The multidimensional dataset of TCR β sequences uses 0–1 format data to represent the presence of each sequence in each sample. If the data equals 0, the sequence is absent in the subject, else the sequence exists in the sample. Multidimensional classification algorithms were applied to analyze the tabular data frames of glioma, which contained information on the presence or absence of relevant TCRβs. Several classification algorithms were used, including random forest, support vector machine with linear and polynomial kernel functions, logistic regression, linear discriminant analysis, Bayesian algorithm, GBDT, XGB, and decision tree algorithm.

If the data used to train machine learning models varies in quality, the predicted results may be inaccurate or misleading17. To identify marker sequences specific to glioma while using fewer markers and maintaining high accuracy, feature selection techniques were employed. Fisher's exact test, a commonly used method in bioinformatics, was utilized for feature selection. By applying different cutoffs for Fisher's exact test, groups of sequences with varying degrees of relevance to gliomas were identified. These sequences were then incorporated into the classification algorithm system to achieve higher classification accuracy using a reduced number of sequences. This approach allows for the identification of marker sequences specifically associated with glioma. The exact classification result of each algorithm is presented in the Supplementary Table 2.

Figure 3A presents a Venn diagram depicting the intersection of sequence species between the healthy and glioma patient groups. It is evident that the sequences in the two groups exhibit high divergence, with only a small fraction being common to both.

Figure 3
figure 3

(A) presents a Venn diagram illustrating the intersection of sequence species between the healthy and glioma patient groups. (B) shows the AUC (Area Under the Curve) obtained from 602 sequences with a cutoff value of 0.001. (C) displays a tabular dataset with multidimensional columns, where each column represents 0–1 data indicating the presence or absence of TCR β sequences in the samples. A value of 1 signifies the presence of the sequence, while 0 indicates its absence. (D) presents correlation coefficient graphs corresponding to the multidimensional datasets at a P-value cutoff of 0.001. (E) is a bar chart illustrating the importance of the TCR β sequences, with the values corresponding to the P-values of 0.001.

The linear discriminant method achieved the highest accuracy, with an AUC of 100% (Fig. 3B: AUC obtained from 602 sequences with cutoff1 data). In this study, we obtained P-values using Fisher's exact test and selected TCRβ sequences with P-values less than or equal to 10−2, 10−3, and 10−4, resulting in 39, 12 sequences, and 1 relevant sequence, respectively.

As depicted in Fig. 3C, each column represents binary data (0 or 1) indicating the presence or absence of specific TCRβ sequences in the corresponding samples. We hypothesized that the presence or absence of these sequences is closely associated with glioma status. By analyzing the sequences, we identified a set of TCRβ sequences directly related to glioma and utilized a small number of sequences to accurately predict the disease status.
========
▶ [Tasks to perform]
(a) In the passage on TCRβ sequences in glioma, why was feature selection with Fisher's exact test applied before classification? Answer in one to three sentences.
(b) According to the passage on TCRβ sequences in glioma, which classification method achieved the highest accuracy, and what AUC did it reach?
(c) Write the next paragraph of the passage on TCRβ sequences in glioma, starting after its final sentence.

▶ [Listed records]
========
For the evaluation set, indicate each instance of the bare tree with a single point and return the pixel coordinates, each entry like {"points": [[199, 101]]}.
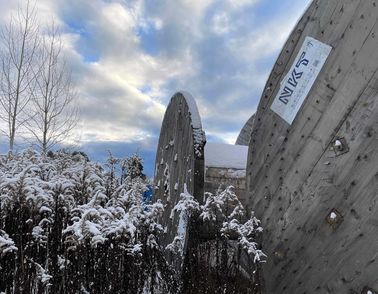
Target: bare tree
{"points": [[20, 42], [55, 112]]}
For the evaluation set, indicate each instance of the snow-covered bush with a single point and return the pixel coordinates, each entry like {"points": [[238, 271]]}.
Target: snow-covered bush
{"points": [[68, 225], [221, 234]]}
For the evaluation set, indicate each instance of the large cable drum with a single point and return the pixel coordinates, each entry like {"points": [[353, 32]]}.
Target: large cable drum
{"points": [[312, 171], [179, 162]]}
========
▶ [Answer set]
(a) Feature selection was applied to find marker sequences specific to glioma using fewer markers while keeping accuracy high. The passage also notes that training data of varying quality can make predictions inaccurate or misleading.

(b) The linear discriminant method, with an AUC of 100%.

(c)
Next, we applied these sets of sequence data to the 12 classification algorithms mentioned earlier. Notably, when selecting a P-value of 10−3, several classification algorithms also achieved an AUC of 1. Consequently, we narrowed down the factors to these 12 sequence factors. Figure 3D displays the correlation coefficient graphs, indicating that the phenotypes exhibit a relatively high correlation with these sequences, while the correlation with quality control is generally lower.

By utilizing only these 12 TCRβ sequences, we achieved a high prediction accuracy rate. The specific sequences are as follows: CASSLGGNQPQHF_TRBV12_TRBJ1-5, CASSLRETQYF_TRBV12_TRBJ2-5, CASLSGNTIYF_TRBV12_TRBJ1-3, CASLTGNTEAFF_TRBV12_TRBJ1-1, CASSFSGNTIYF_TRBV12_TRBJ1-3, CASSLGYEQYF_TRBV12_TRBJ2-7, CASFGGNTEAFF_TRBV12_TRBJ1-1, CASQGYEQYF_TRBV3_TRBJ2-7, CASLGETQYF_TRBV12_TRBJ2-5, CASSLQETQYF_TRBV12_TRBJ2-5, CASLGGGYTF_TRBV12_TRBJ1-2, CASLGGNTEAFF_TRBV12_TRBJ1-1. Figure 3E presents a bar chart illustrating the importance corresponding to the P-values of these 12 sequences.

Core features’ selection on TCR sequences

Due to computational limitations, we did not perform differential gene analysis on the initial millions of sequences. Instead, we focused on 602 sequences corresponding to Fisher's exact test threshold of 0.1. Based on this subset of sequences, we explored feature extraction methods that outperformed Fisher's exact test and identified TCRβ sequences that were more significant for glioma diagnosis. In many cases, the data only describes one chain, and when the α chain lacks data, it is mainly the β chain of TCR. This is a big defect in screening antigen-binding TCR, because the complementary sequence of α-and β-chains determines the specificity of TCR binding18.

Apart from Fisher's exact test, this study primarily utilized two algorithms for feature extraction: Lasso and RFECV. We employed the Lasso algorithm to select features from the multidimensional data obtained through Fisher's exact test using threshold values of 0.1, 0.01, and 0.001. In this study, RFECV was combined with nine classification algorithms for feature extraction, and the effectiveness of feature extraction was evaluated using 12 classification algorithms separately. This approach resulted in improved feature extraction, yielding higher classification accuracy with fewer sequences.

Although the two-dimensional features extracted from Fisher's exact test in Fig. 2 show promising results in distinguishing healthy individuals from glioma patients, we aim to explore additional approaches to identify disease-associated sequences for easier disease diagnosis and future drug development. In the following analysis, we focus on the screening of glioma-associated sequences.

Figure 4A,B illustrate the importance distribution of Lasso with threshold values of 0.1 and 0.001, respectively. We determined that a threshold value of 0.1 yielded an appropriate selection of 19 dimensions for feature selection, while the thresholds of 0.01 and 0.001 resulted in 11 and 9 dimensions, respectively. There are still too many sequences in relative terms.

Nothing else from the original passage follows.